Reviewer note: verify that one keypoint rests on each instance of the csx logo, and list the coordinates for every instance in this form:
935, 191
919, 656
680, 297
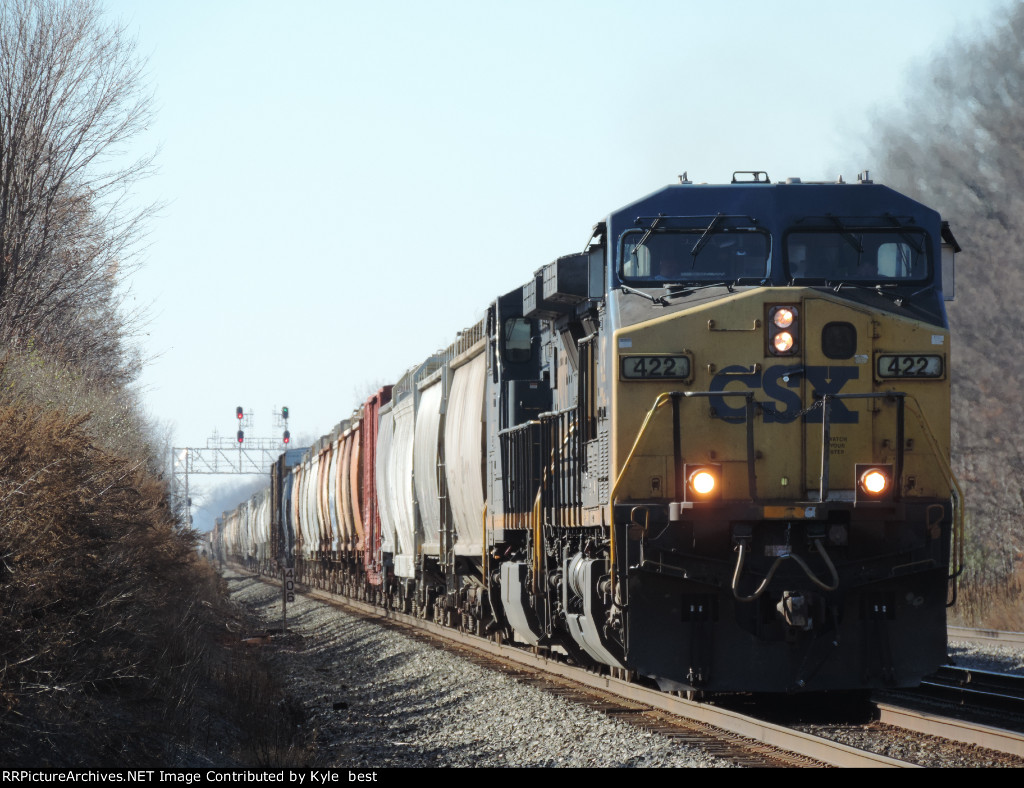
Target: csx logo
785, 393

=-=-=

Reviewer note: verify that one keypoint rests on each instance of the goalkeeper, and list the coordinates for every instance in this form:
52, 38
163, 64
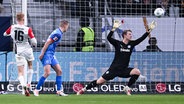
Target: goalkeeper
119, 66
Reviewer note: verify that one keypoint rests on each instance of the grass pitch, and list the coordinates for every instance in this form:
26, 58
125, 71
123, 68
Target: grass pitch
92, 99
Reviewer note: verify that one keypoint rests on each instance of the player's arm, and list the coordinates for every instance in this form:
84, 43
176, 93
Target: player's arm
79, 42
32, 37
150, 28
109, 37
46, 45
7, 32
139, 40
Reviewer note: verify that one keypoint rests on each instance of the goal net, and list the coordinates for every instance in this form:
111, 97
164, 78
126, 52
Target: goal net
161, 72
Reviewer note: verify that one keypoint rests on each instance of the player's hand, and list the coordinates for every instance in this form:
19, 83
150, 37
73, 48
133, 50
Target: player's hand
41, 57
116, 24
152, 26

=-=-=

■ REQUEST: Return, unchanged, each line in the rows above that contains the word "instance". The match is case-sensitive.

■ SOLUTION TO THE PROBLEM:
Reviewer note: verify that one keypoint rests on each instance of the csx logo, and list the coordinates for every instance in this form:
Reviewer note: verify that one keypoint rests on each instance of the goalkeeper, and list the coordinates for every instance in this form:
Reviewer note: verify that one keypoint rests on each instance of the grass pitch, and list the coordinates for every instance in this form:
Reviewer note: verify that one keypoint rests on each instance of the player's arm, and list the coordinates for every instance in this form:
Reviewer note: verify that one keypoint rests on each instance of the goal net, and list the coordinates for every instance in this form:
Reviewer note: verify that one keypoint rests on each instance of the player's hand, and list the coordinates for every instance in this form:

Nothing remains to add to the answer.